[What is expected]
From the entries, copy out every line in which the word "small" is found.

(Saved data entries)
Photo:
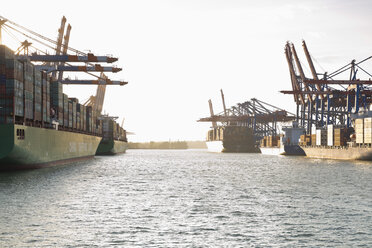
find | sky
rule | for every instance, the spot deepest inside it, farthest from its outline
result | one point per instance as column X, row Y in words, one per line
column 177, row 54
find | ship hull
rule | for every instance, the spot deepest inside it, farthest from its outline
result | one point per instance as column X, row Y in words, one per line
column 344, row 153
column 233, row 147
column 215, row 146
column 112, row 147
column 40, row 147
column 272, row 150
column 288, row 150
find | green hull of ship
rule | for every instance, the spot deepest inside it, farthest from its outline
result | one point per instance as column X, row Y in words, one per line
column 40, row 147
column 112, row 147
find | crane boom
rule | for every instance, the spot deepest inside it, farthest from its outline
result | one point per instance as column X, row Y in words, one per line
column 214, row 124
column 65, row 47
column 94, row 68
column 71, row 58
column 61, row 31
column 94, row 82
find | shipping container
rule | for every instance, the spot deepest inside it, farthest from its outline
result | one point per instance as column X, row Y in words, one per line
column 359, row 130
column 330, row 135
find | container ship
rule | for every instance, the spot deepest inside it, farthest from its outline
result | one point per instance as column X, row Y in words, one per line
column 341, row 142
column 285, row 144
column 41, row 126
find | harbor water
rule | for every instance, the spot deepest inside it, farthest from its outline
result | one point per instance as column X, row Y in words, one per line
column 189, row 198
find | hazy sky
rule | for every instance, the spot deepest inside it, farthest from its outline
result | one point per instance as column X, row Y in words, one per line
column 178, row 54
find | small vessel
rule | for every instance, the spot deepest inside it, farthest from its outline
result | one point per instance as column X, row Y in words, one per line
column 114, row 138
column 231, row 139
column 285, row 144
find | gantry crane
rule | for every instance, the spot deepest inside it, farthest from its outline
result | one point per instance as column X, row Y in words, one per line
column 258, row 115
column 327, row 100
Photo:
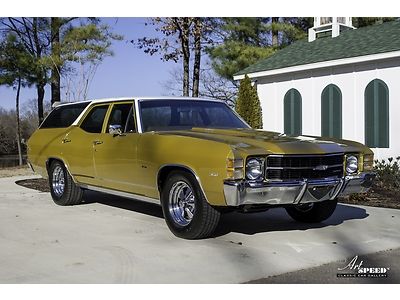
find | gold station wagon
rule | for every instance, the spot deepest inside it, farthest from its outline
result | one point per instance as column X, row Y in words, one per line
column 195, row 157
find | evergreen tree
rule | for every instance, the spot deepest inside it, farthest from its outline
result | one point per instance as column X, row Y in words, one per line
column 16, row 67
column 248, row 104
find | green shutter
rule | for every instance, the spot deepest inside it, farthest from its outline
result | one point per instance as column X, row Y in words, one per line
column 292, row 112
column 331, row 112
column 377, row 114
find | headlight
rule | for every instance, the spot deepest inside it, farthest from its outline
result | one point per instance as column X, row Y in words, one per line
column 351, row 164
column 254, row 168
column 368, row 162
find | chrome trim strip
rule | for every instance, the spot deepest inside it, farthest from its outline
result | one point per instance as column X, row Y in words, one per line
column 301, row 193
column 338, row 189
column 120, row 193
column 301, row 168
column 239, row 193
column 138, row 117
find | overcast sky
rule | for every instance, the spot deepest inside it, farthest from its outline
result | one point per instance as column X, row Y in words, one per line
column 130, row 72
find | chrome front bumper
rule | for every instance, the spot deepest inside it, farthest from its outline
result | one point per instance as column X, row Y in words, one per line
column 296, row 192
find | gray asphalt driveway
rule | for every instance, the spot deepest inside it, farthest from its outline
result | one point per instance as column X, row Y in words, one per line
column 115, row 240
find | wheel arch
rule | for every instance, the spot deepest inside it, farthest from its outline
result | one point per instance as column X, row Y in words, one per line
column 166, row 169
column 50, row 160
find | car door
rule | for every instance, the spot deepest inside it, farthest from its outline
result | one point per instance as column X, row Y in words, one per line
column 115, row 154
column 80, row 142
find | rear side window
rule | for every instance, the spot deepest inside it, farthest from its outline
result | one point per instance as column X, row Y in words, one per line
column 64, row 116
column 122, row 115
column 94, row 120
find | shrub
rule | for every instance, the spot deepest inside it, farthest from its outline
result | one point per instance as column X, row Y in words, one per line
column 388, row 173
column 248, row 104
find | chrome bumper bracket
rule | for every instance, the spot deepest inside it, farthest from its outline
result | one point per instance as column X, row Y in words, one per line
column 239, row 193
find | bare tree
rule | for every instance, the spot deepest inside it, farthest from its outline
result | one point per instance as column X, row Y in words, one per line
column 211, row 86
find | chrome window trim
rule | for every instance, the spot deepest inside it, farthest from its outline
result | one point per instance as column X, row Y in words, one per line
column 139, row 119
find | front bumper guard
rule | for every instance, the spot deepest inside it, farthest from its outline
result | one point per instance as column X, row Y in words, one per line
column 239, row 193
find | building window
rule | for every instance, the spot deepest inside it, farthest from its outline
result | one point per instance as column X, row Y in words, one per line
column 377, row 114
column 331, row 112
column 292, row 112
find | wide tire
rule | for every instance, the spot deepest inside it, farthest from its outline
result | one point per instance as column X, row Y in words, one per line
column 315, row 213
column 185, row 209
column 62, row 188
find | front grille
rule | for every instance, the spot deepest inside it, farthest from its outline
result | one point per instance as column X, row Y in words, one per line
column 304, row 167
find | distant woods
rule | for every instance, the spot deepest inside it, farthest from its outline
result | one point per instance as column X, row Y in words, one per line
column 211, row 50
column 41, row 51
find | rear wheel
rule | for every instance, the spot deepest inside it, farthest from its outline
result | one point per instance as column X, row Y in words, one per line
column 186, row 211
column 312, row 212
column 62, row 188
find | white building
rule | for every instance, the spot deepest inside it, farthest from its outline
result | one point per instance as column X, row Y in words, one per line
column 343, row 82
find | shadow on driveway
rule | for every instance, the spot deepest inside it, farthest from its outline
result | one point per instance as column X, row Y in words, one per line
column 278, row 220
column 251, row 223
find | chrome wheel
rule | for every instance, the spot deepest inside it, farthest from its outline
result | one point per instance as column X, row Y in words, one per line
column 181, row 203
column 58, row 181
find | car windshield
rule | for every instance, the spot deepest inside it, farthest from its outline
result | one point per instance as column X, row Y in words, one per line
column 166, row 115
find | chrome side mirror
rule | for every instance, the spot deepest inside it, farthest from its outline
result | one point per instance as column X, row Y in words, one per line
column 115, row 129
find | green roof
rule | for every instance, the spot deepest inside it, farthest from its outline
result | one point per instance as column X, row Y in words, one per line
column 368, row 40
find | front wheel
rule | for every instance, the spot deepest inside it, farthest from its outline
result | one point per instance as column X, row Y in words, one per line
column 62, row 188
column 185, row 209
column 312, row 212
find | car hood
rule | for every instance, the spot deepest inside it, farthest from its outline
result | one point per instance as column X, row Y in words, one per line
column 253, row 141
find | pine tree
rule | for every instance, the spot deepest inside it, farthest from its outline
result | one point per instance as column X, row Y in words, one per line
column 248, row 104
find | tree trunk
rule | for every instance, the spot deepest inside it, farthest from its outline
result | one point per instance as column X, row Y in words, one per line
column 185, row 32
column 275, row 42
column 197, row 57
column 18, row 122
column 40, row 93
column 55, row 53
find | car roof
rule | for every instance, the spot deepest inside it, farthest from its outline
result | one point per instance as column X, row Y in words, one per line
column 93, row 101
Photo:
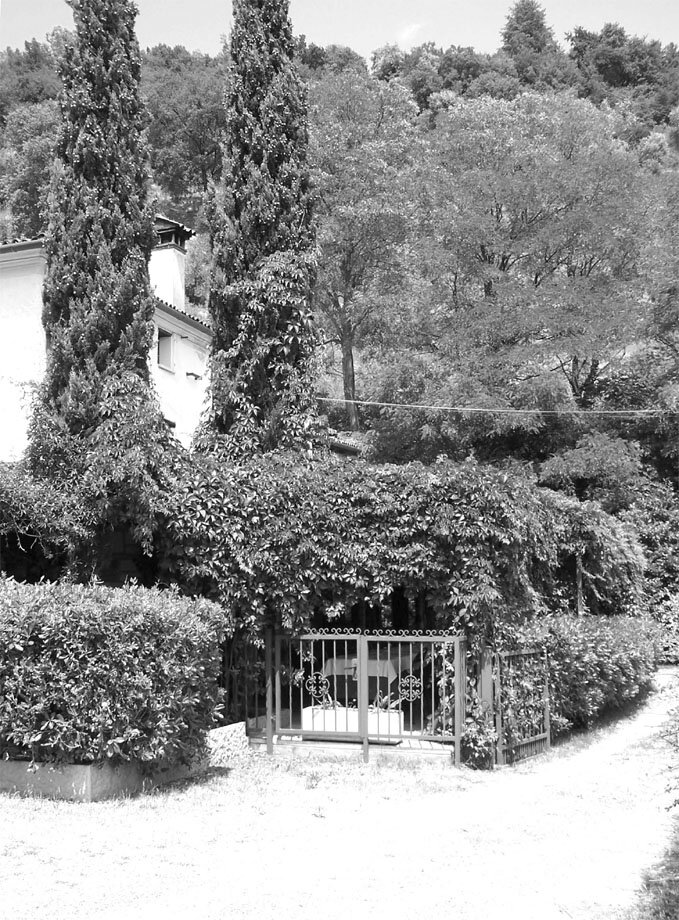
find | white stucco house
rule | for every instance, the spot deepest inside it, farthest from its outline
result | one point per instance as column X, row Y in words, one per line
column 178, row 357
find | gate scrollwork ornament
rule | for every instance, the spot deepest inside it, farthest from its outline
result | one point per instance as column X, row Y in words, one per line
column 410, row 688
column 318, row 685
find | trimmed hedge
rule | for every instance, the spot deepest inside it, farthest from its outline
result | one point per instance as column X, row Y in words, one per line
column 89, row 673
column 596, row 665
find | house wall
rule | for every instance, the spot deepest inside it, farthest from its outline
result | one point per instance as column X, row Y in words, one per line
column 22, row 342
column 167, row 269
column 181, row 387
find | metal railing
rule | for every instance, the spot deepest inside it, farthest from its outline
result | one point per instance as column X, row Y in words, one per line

--

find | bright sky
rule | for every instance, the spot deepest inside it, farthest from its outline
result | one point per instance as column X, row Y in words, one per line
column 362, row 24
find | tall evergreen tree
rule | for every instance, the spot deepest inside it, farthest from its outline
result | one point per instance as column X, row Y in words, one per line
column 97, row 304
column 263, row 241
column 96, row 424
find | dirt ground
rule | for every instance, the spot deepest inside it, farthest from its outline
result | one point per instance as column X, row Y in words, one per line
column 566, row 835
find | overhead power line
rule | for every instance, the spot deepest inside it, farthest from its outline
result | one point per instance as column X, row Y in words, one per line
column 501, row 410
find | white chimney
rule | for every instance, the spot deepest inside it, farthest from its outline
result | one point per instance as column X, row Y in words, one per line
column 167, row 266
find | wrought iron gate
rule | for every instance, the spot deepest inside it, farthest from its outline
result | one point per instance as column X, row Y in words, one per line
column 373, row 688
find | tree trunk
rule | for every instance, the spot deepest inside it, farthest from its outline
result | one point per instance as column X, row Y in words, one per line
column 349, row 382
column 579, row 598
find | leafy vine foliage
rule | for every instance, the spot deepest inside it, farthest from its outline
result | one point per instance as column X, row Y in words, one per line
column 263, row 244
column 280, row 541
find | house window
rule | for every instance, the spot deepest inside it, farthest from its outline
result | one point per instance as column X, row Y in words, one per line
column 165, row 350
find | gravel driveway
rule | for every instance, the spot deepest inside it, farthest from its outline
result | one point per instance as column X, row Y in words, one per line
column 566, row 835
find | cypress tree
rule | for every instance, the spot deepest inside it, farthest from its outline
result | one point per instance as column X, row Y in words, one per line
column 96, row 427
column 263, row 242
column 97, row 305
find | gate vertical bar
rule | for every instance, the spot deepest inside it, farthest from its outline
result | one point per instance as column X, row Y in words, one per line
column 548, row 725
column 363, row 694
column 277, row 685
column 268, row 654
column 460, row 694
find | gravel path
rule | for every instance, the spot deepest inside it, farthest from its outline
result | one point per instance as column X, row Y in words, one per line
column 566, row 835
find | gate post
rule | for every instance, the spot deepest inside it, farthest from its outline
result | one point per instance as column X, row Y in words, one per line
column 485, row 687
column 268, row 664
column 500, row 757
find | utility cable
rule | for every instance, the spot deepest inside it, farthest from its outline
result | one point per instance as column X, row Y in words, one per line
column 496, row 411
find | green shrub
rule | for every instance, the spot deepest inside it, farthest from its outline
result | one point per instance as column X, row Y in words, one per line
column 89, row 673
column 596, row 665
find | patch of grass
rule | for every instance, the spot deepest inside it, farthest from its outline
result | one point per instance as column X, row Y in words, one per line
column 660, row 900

==

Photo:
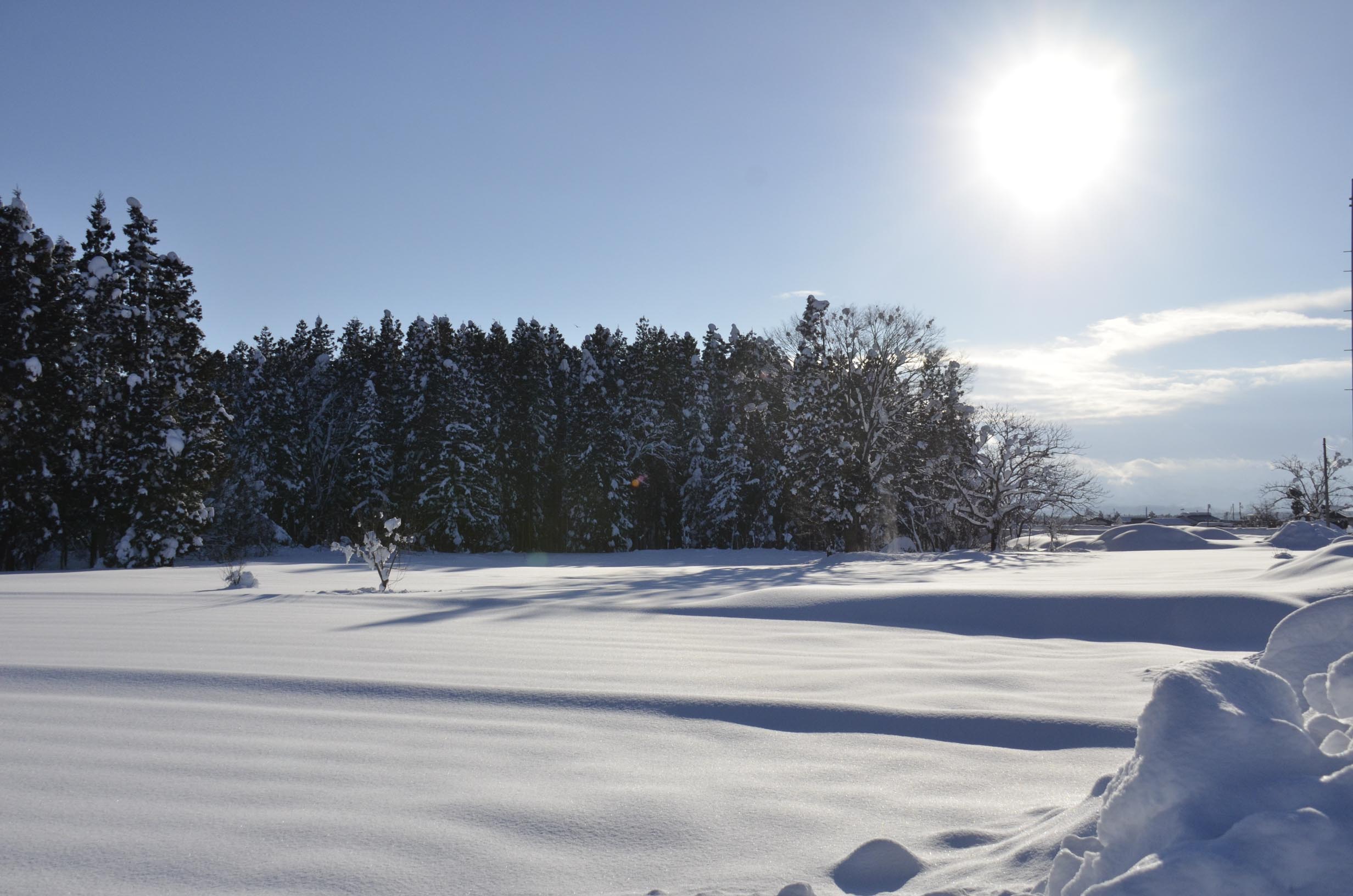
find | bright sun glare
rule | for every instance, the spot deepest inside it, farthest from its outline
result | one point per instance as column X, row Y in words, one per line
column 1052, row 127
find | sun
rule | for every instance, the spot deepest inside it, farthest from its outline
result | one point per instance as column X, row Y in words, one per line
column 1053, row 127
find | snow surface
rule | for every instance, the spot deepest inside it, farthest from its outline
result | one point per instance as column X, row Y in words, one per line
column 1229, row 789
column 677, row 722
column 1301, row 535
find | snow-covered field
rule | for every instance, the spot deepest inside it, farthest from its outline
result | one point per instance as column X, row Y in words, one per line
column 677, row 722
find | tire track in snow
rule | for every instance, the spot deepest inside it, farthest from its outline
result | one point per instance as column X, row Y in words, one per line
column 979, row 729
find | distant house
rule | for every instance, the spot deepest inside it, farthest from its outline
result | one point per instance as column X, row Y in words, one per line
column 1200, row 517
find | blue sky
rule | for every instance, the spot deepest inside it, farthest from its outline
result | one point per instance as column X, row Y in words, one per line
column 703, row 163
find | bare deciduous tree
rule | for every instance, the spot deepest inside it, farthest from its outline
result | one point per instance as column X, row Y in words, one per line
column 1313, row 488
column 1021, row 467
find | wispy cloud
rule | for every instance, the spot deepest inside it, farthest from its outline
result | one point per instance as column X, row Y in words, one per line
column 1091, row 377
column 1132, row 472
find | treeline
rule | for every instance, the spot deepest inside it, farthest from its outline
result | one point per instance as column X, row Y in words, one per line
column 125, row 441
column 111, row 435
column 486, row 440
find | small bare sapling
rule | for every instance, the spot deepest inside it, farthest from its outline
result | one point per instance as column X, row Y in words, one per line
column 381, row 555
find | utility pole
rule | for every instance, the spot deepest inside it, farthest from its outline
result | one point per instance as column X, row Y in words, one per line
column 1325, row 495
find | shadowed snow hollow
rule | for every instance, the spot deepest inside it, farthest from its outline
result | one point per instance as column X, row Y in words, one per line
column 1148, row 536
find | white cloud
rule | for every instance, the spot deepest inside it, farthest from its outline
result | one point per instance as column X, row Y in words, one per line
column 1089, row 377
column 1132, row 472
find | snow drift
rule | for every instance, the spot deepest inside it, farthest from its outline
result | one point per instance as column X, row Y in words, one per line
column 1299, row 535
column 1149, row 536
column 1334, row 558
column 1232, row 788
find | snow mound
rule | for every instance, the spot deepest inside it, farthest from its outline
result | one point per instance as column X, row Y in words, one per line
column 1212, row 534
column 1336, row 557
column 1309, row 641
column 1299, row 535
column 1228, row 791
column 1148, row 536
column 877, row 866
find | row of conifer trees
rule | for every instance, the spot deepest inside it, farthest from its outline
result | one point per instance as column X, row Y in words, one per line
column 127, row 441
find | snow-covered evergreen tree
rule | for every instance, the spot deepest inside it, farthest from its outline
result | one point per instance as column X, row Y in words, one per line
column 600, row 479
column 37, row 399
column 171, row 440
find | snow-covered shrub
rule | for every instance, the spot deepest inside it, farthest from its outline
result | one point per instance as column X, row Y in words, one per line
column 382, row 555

[Task response]
find | small vessel
find | small bare sapling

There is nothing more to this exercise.